• [練習用の文章]:
□ □ □ □ □
猛威を振るうガンブラー
ガンブラーと呼ばれるウイルスが猛威を振るっている。正確にはガンブラーウイルスが感染を拡大しているわけではなく、ガンブラーと呼ばれる手法によるWeb上の脅威が、あちこちで発生しているのだ。ガンブラーは、大手企業のWebサイトなどへのSQLインジェクションや、その他のセキュリティホールを突いた不正アクセスで、Webページのソースコードに密かに特殊な不正コードを埋め込む。その状態でユーザーがこの大手企業のサイトを閲覧すると、ユーザーをウイルスの置いてあるサイトに自動的に誘導してウイルスをダウンロードさせてしまう仕組みだ。そのウイルスにPCが感染してしまうと、多くの場合はFTPアカウントなどを盗まれ悪用されるといった被害へと発展する。
サイトに埋め込まれる不正コードにはいくつかの種類があり、さらにダウンロードさせられるウイルスにも複数の種類がある。そのため、アンチウイルスソフトなどで特定の対処方法さえとればガンブラーの脅威から逃れられるというものではない。ユーザー側の対策としては、利用しているソフトウェアのセキュリティアップデートを欠かさず、アンチウイルスソフトのパターンファイルも常に最新のものに更新しておく必要がある。
□ □ □ □ □
• [理解度チェック]:
[a] ガンブラーの文章のうち、「猛威を振るうガンブラー」から始まり「るといった被害へと発展する。」で終わる部分を、「大手企業」を「有名企業」に入れ替えて書き直してください。
[b] ガンブラーの文章を読んで、次の質問に答えてください。
(i) 特殊な不正コードは、Webページの何に密かに埋め込まれますか。
(ii) ウイルスにPCが感染すると、多くの場合は何などが盗まれて悪用されますか。
(iii) ユーザー側の対策として、アンチウイルスソフトのパターンファイルはどうしておく必要がありますか。
□ □ □ □ □
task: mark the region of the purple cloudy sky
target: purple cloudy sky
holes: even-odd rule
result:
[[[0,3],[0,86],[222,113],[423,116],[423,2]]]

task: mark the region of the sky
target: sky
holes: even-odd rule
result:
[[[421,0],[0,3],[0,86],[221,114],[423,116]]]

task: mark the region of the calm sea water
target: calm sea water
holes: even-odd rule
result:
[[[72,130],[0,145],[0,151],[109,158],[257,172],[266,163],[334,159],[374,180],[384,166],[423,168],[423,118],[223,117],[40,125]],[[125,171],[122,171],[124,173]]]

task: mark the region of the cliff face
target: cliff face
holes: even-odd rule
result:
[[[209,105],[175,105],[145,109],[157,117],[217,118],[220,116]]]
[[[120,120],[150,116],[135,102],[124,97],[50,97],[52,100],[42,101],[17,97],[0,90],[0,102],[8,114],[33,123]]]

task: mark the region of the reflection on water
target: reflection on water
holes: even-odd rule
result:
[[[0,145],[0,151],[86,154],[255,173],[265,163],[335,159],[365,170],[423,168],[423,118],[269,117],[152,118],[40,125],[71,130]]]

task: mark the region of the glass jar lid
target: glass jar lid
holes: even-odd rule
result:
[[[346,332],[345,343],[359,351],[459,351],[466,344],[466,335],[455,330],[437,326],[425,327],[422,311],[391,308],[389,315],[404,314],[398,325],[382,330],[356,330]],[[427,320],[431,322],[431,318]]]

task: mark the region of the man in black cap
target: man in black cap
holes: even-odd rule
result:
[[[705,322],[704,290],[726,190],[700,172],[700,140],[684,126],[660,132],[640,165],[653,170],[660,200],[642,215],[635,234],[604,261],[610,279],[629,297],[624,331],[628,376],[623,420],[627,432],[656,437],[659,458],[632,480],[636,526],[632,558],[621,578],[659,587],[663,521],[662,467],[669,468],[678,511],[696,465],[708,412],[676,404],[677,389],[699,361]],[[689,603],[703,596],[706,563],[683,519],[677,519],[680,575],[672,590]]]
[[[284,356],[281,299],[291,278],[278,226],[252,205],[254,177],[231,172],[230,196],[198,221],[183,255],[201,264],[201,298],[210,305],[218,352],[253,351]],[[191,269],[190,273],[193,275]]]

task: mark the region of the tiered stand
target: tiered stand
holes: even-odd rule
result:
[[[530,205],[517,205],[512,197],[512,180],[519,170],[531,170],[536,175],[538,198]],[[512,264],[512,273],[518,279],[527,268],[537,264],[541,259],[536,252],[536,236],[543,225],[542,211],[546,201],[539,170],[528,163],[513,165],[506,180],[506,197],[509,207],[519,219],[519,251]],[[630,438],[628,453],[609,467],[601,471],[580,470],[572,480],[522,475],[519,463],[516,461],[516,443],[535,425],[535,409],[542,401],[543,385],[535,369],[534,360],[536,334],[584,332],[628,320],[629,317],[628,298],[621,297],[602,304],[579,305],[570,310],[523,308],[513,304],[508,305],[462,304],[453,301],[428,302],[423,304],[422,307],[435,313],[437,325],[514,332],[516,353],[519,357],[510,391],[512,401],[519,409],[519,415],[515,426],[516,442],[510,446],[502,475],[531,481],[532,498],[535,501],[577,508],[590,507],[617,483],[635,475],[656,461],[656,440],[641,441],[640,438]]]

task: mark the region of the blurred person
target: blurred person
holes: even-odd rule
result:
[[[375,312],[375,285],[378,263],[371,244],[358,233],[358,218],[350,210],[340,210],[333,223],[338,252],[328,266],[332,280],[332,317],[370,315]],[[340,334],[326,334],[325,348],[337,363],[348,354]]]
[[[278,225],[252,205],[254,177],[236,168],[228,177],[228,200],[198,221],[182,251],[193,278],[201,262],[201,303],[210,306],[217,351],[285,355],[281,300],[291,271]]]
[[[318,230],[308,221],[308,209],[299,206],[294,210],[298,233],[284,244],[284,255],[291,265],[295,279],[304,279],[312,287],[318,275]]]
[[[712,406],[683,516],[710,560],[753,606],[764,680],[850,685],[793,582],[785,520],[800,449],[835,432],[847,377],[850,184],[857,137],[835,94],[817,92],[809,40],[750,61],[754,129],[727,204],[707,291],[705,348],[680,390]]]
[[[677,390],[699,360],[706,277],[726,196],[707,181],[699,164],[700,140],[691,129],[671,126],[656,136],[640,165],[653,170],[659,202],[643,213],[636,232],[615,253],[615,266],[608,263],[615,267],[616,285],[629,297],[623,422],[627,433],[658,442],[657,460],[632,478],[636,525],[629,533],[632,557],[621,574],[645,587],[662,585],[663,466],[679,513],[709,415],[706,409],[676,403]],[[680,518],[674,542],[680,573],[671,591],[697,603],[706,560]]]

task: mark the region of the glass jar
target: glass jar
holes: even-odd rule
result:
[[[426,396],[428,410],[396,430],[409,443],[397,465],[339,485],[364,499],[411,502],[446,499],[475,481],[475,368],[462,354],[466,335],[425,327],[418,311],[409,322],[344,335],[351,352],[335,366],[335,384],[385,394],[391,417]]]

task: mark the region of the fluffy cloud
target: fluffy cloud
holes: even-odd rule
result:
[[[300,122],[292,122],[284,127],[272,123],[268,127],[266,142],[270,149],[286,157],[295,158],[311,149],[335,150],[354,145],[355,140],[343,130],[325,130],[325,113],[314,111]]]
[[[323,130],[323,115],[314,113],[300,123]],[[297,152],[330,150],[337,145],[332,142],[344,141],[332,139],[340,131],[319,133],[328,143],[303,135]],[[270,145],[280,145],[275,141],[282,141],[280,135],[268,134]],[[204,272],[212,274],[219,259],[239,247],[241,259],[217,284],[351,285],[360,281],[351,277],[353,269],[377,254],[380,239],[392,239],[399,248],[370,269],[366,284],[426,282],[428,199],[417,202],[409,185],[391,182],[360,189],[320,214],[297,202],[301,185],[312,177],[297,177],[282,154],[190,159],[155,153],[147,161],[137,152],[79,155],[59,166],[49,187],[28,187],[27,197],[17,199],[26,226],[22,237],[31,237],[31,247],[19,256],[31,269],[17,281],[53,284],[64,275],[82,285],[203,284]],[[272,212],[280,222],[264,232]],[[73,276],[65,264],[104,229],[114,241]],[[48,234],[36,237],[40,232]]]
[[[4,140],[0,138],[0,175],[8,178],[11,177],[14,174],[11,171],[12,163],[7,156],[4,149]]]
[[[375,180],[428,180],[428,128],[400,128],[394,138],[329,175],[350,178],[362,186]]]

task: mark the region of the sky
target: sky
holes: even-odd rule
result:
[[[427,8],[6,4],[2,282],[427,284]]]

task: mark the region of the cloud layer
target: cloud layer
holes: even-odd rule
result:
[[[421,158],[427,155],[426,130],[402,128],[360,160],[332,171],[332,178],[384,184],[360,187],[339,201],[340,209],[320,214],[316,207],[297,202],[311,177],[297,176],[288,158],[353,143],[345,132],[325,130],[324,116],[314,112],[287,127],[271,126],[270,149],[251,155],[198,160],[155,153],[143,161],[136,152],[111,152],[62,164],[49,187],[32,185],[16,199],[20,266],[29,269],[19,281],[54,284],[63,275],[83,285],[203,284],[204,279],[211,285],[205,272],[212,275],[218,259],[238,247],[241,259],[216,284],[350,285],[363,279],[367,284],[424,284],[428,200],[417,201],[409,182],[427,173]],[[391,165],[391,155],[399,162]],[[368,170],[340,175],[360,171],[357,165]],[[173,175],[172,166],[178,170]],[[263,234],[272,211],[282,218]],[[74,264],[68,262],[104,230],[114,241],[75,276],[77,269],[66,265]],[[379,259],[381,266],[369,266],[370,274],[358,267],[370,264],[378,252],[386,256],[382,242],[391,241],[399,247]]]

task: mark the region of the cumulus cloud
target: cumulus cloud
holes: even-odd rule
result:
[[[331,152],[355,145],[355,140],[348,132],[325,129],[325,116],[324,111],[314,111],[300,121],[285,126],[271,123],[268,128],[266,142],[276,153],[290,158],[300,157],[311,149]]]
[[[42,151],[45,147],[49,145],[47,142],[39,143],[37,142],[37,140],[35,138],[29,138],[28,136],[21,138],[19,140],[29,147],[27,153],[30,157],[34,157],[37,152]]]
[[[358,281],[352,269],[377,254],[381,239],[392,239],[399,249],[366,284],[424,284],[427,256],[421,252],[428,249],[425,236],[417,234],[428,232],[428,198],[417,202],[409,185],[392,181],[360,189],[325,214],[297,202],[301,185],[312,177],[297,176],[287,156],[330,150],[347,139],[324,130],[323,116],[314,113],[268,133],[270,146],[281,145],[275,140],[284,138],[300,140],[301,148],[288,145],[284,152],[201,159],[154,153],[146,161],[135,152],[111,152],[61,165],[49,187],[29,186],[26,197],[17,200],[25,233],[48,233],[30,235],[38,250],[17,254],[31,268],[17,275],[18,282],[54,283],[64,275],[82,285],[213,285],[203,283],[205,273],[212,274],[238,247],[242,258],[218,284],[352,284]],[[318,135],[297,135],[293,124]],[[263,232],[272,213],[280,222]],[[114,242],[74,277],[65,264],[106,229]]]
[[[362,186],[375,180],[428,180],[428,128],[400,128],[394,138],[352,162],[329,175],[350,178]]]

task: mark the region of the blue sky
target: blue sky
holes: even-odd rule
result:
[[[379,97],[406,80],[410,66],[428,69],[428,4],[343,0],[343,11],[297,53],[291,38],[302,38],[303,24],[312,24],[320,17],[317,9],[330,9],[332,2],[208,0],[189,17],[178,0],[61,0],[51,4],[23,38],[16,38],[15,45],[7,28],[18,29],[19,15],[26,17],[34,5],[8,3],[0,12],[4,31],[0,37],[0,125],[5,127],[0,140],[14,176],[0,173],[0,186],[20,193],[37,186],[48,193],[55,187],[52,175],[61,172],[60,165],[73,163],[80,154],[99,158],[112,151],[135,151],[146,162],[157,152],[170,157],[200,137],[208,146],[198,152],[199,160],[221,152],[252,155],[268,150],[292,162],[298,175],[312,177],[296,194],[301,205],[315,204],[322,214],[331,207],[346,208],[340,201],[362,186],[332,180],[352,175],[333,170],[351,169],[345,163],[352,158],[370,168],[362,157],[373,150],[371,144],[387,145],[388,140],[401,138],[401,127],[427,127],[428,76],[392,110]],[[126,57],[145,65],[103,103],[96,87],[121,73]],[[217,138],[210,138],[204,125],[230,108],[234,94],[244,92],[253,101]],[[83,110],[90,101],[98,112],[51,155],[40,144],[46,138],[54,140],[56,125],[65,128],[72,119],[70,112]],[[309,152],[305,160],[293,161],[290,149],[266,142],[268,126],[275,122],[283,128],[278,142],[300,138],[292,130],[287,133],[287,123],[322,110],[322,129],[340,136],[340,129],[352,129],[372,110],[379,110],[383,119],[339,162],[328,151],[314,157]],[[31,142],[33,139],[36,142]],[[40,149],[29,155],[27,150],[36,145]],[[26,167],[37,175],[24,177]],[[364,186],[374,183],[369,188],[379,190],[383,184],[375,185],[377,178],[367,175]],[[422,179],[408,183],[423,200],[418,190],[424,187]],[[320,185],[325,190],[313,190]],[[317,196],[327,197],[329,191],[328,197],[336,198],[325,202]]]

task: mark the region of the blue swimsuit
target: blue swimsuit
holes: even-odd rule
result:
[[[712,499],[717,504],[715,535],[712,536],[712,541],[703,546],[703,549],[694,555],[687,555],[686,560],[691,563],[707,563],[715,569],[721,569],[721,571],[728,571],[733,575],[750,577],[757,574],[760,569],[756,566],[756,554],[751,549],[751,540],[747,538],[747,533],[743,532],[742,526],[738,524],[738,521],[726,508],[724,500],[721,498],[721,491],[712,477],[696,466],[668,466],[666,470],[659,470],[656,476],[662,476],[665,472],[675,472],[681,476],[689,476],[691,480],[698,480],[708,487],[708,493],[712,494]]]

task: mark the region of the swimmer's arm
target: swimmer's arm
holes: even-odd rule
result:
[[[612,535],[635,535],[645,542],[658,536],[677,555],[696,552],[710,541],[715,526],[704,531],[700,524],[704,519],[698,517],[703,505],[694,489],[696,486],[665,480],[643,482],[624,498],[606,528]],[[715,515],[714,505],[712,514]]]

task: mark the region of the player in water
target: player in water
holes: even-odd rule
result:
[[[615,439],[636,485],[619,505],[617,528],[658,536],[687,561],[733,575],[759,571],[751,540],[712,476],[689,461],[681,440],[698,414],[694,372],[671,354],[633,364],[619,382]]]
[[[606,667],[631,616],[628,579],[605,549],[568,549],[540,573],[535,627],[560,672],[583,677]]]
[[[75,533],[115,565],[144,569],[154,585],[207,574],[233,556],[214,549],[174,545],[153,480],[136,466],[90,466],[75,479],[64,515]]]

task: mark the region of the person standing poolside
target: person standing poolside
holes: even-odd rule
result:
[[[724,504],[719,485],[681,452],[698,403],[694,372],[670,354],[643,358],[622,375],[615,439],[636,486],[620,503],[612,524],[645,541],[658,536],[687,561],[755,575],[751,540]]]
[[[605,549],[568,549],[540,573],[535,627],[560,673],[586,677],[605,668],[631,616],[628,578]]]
□ □ □ □ □
• [各問の答え]:
[a]
猛威を振るうガンブラー
ガンブラーと呼ばれるウイルスが猛威を振るっている。正確にはガンブラーウイルスが感染を拡大しているわけではなく、ガンブラーと呼ばれる手法によるWeb上の脅威が、あちこちで発生しているのだ。ガンブラーは、有名企業のWebサイトなどへのSQLインジェクションや、その他のセキュリティホールを突いた不正アクセスで、Webページのソースコードに密かに特殊な不正コードを埋め込む。その状態でユーザーがこの有名企業のサイトを閲覧すると、ユーザーをウイルスの置いてあるサイトに自動的に誘導してウイルスをダウンロードさせてしまう仕組みだ。そのウイルスにPCが感染してしまうと、多くの場合はFTPアカウントなどを盗まれ悪用されるといった被害へと発展する。

[b]
(i) ソースコード
(ii) FTPアカウント
(iii) 常に最新のものに更新しておく